──────── Lerntext

Gegen Ende seines Vortages begrüßte Herr Brabeck-Letmathe die Entwicklung bei der Generation Y, den Millenials, die ein neues Verständnis zur Ernährung und Gesundheit aufweisen. Sie sind mehr gesundheitsgetrieben und generieren jetzt schon eine Menge an Daten durch beispielsweise den häufigen Einsatz von Fitnesstrackern. Seine Vision sieht dahingehend aus, dass man die Schnittstelle der Medizin mit der Ernährungsbranche verbindet. Ein Projekt das in diese Richtung bereits agiert ist das von ihm vorgestellte nourish project.
Die Gesundheitsdaten mit den Ernährungs- / Lebensmitteldaten kombinieren und vernetzen. Das ist der zukünftige Weg für Personalisierte Ernährung. Allerdings stellte man sich dahingehend die Frage, wie man Industrie 4.0 und Personalisierte Ernährung verbindet, ohne zu sehr in den Privatraum einzugreifen und den Datenschutz eines Individuums zu wahren.
Prof. Dr. med. Manfred J. Müller – „Das Evangelium der gesunden Ernährung im Zeitalter moderner biomedizinischer Forschung“
Herr Prof. Dr. Med. Müller berichtete über seine Berufserfahrung als Mediziner und wie er durch seinen Vorgesetzten ins kalte Wasser geschmissen wurde und fortan als Ernährungsexperte zufällig in der Ernährungsforschung landete. Zu seinem damaligen Zeitpunkt vor 20 Jahren gab es in der Ernährungswissenschaft zwei aufgeteilte Lager: Die Biochemiker/-mediziner und die Ernährungswissenschaftler. Erstere arbeiteten nach wissenschaftlichen Grundsätzen, letztere richteten sich nach Meinungen/Erfahrungen/Dogmata von Lehrpersonen ohne wissenschaftlich fundierte Daten. Die Forschungen vom damaligen Ernährungswissenschaftler Ancel Keys, auf dessen Grundlage die Empfehlungen in der heutigen Ernährung
- wenig Fett, Zucker, Kochsalz
- viel Gemüse, Vollkornprodukte
immer noch etabliert sind, entbehren nach heutigen wissenschaftlichen Stand jegliche Konsistenz. Keine profunden wissenschaftlichen Daten in der Ernährungsepidemiologie. Falsche statistische Korrelation von Daten, die den Grundsätzen wissenschaftlichen Arbeitens widersprechen. Berücksichtigt wurde nicht, dass alle Nährstoffe miteinander korrelieren. Es gibt weitere Faktoren die man hätte beachten müssen:
- Nährstoffdichte
- Regionale Unterschiede: Mortalität, Lebensstile
- Lebensmittelquellen
- „Ernährungsqualität“ statt „Ernährungsqualität“
Der Zusammenhang zwischen Ernährung und Mortalität war weiterhin zufällig. Positive Ergebnisse in Studien sind dahingehend falsch und möglicherweise sinnwidrig.

────────────────
──────── Aufgeführte Daten

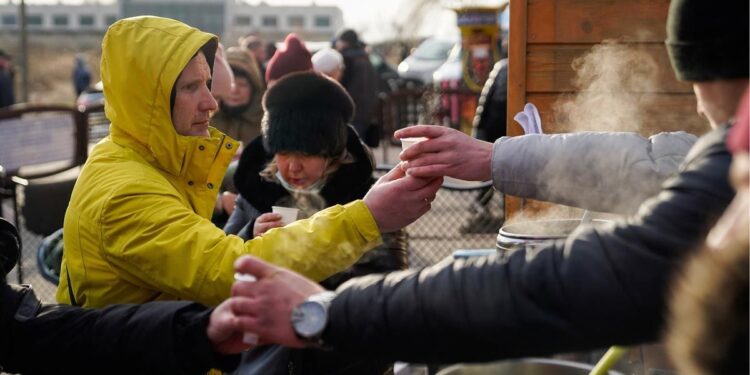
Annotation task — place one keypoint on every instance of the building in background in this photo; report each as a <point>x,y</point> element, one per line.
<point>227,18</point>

────────────────
──────── Aufgeführte Daten

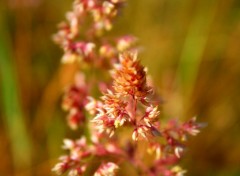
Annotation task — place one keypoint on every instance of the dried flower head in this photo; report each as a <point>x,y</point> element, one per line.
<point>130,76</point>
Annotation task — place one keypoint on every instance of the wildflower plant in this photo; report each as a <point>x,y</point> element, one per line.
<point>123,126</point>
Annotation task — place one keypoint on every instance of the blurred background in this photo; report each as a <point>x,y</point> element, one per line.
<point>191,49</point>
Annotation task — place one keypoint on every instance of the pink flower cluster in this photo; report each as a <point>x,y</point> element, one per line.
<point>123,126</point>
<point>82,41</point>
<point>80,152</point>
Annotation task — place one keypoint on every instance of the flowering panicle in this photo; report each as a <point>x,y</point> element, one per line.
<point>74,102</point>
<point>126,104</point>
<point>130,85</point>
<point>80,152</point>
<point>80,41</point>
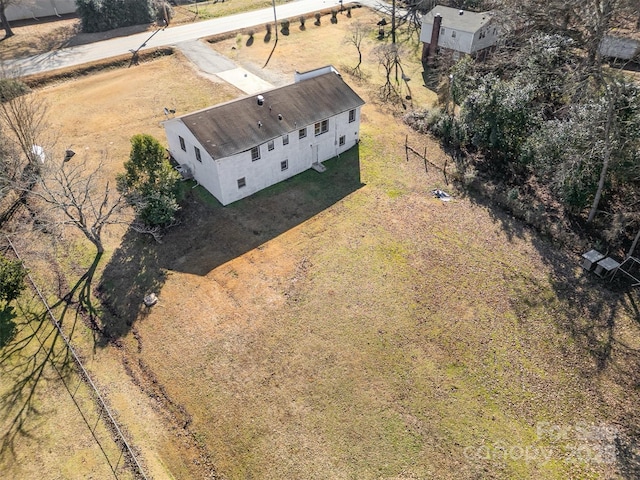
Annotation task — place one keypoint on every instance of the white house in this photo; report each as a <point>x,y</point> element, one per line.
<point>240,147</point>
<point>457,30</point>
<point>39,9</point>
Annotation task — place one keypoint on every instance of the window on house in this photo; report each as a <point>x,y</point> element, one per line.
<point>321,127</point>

────────────────

_Zu erledigende Aufgaben_
(a) Welche Nährstoffe und Lebensmittel nennt der Lerntext als Inhalt der heutigen Ernährungsempfehlungen? Gib zu jedem an, ob davon wenig oder viel empfohlen wird.
(b) Beantworte anhand des Lerntexts jede Frage kurz:
(i) Womit will Herr Brabeck-Letmathe die Schnittstelle der Medizin verbinden?
(ii) Welches Projekt stellte er vor?
(iii) Welche zwei Lager gab es vor 20 Jahren in der Ernährungswissenschaft?
(c) Schreibe den Lerntext über Ernährung und Mortalität nach seinem letzten Satz weiter.

_Lösungen_
(a)
Fett: wenig
Zucker: wenig
Kochsalz: wenig
Gemüse: viel
Vollkornprodukte: viel

(b)
(i) Mit der Ernährungsbranche.
(ii) Das nourish project.
(iii) Die Biochemiker/-mediziner und die Ernährungswissenschaftler.

(c)
Um eine Verbesserung in der Ernährungsempfehlung zu erzielen, spielt die Qualität der Daten in der Ernährungsforschung eine entscheidende Rolle. Die Ernährungswissenschaft muss sich weiterentwickeln und für eine bessere Reputation sorgen durch:
- Randomisierte Inverventionsstudien
- Meta-Analysen
- Biochemische, physiologische, klinische Daten
- Biomarker, Surrogate oder „harte“ Endpunkte
Nach seiner Einschätzung sind die Ernährungswissenschaften nach 30 Jahren mittlerweile auf dem richtigen Weg. Es gibt viele Ernährungsepidemiologische Forschungen mit korrekten angewandten wissenschaftlichen Methoden. Weiterhin sind die Erkenntnisse seitens der Biomedizin/Biochemie auf dem Gebiet der molekularen und zellulären Ernährung gewachsen. Beide Lager können heute im Rahmen Personalisierter Ernährung einen bedeutenden Beitrag und Ergebnisse erzielen. Seiner Meinung nach war nicht alles falsch was in der Vergangenheit geforscht wurde, sondern es mussten nur die richtigen Fragen gestellt werden, um Fortschritte zu erzielen.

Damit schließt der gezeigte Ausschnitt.